Aim of the task: Reproduce every line of the listing below, requests included, rescaling each bounding-box coordinate in the answers by a factor of 2.2 and rounding to whole numbers with halves going up. Omit the pictures.

Records provided:

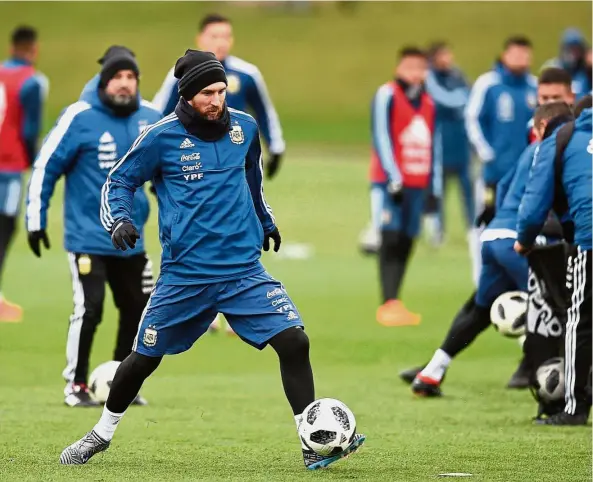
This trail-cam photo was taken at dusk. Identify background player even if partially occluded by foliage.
[27,46,161,407]
[515,103,593,425]
[402,103,572,397]
[465,36,537,279]
[60,50,364,469]
[426,42,475,250]
[0,27,48,322]
[370,47,441,326]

Answer for this exercise:
This trail-cam photo was taken at dusk. Identify background player even if partially occluded by foliage.
[59,101,354,895]
[1133,227,1305,935]
[884,227,1258,873]
[1023,79,1181,614]
[132,110,801,1032]
[937,92,1045,550]
[0,59,106,708]
[814,103,970,717]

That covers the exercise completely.